** start DOCUMENT EXCERPT **
Pretty Messed Up #2: Horror Has a Face

Movie mash-ups are perhaps the most cheeky of video essays. They tear down the artistic autonomy of a given film by mixing and mashing it up with footage from one or more other movies. It’s a modus operandi not unlike the irreverent artistic strategies of the Dadaists or that of surrealist collages. Most often though, mash-up videos settle for laughs.

 

The videos of Peet Gelderblom take the mash-up into conceptual territory, fully using the form’s potential as a tool for essayist critique and questioning. For that is what his mash-ups aim to accomplish: they don’t deal in definitive answers like a lot of video essays (try to) do, but instead evoke questions by juxtaposing footage from very different registers. In this particular montage highbrow and lowbrow entertainment fight shoulder to shoulder. As Apocalypse Now‘s Colonel Kurtz delivers his warped vision of what it takes to be a soldier, his monologue is subliminally illustrated with footage of zombies on a rampage. Some notable zombie films are often interpreted as a critique of consumerist society (1), but this mash-up likens the living dead to Kurtz’ perfect soldier.

This mash-up is part of a series of similar efforts called Pretty Messed Up. And pretty they are, because Dutch director Gelderblom has the technical chops to back up his conceptual work. You may know Gelderblom from his side-by-side montage that pitted Hitchcock against De Palma in a Split Screen Bloodbath, or from his Director’s Cut of Raising Cain, which was approved by De Palma himself.
** end DOCUMENT EXCERPT **
** start DATA **
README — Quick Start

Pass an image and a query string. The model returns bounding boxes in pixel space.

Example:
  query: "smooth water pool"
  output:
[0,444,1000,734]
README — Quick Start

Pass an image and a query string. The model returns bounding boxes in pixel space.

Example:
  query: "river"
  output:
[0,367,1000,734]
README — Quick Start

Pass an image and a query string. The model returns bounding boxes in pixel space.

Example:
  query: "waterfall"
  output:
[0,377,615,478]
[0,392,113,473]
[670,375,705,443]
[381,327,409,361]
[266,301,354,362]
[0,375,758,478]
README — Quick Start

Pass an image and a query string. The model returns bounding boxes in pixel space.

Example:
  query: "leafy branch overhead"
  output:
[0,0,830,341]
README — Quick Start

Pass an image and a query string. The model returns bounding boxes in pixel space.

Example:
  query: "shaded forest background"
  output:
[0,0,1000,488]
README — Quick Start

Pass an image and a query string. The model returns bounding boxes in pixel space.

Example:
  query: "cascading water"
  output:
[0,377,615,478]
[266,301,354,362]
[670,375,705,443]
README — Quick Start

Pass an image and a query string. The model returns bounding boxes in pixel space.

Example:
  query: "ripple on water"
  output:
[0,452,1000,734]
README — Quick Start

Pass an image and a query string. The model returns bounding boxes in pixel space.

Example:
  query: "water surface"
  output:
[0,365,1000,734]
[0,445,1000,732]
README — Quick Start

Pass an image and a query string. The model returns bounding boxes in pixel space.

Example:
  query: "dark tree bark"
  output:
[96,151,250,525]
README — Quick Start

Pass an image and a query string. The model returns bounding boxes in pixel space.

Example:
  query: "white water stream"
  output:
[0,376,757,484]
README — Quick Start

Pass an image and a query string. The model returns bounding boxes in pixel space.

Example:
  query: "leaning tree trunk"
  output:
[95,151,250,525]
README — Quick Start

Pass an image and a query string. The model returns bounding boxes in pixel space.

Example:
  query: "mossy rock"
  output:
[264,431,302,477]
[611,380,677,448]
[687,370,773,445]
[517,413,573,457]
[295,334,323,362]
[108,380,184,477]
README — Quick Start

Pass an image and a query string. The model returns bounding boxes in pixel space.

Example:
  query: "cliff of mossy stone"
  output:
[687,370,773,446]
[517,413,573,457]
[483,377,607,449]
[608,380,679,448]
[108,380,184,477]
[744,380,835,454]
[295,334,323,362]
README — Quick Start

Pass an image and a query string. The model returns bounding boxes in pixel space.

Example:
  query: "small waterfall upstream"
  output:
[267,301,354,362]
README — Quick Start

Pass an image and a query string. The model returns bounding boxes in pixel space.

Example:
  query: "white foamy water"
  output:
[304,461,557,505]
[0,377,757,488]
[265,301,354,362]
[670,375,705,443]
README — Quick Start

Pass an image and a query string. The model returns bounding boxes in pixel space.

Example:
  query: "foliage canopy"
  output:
** end DATA **
## REQUIREMENT
Write what follows the last sentence of the article on Peet Gelderblom's movie mash-ups.

## RESULT OF THIS EXERCISE
 

The amount of work and the level of precision that went into his mash-up of the Muppets for instance is not only admirable, but essential to the success of this kind of video essay. The technical expertise amplifies the defamiliarization that is the essence of Gelderblom’s artistic strategy: we are left to wonder what is mashed up and what is messed up,  what is made up and what not.

 

Catch up on the other episodes in this series via these links:

 

Pretty Messed Up #1 | Waking The Frog
Pretty Messed Up #2 | Horror Has A Face
Pretty Messed Up #3 | Heading Towards Certain Death
Pretty Messed Up #4 | Steve’s New Car
Pretty Messed Up #5 | Kidman-Kuleshov Theater
Pretty Messed Up #6 | God vs. Satan

(1) George Romero’s seminal zombie films, his 1978 classic Dawn of the Dead in particular, have been interpreted as a critique of consumerism in a host of graduate theses, honors theses and other articles.
CREDITS
This video essay includes clips from:

 

Apocalypse Now [feature film] Dir. Francis Ford Coppola. Zoetrope Studios, USA, 1979. 153 mins.
Dawn of the Dead [feature film] Dir. Zack Snyder. Strike Entertainment et al., USA, 2004. 101 mins.
World War Z [feature film] Dir. Mark Forster. Plan B Entertainment et al., USA, 2013. 116 mins.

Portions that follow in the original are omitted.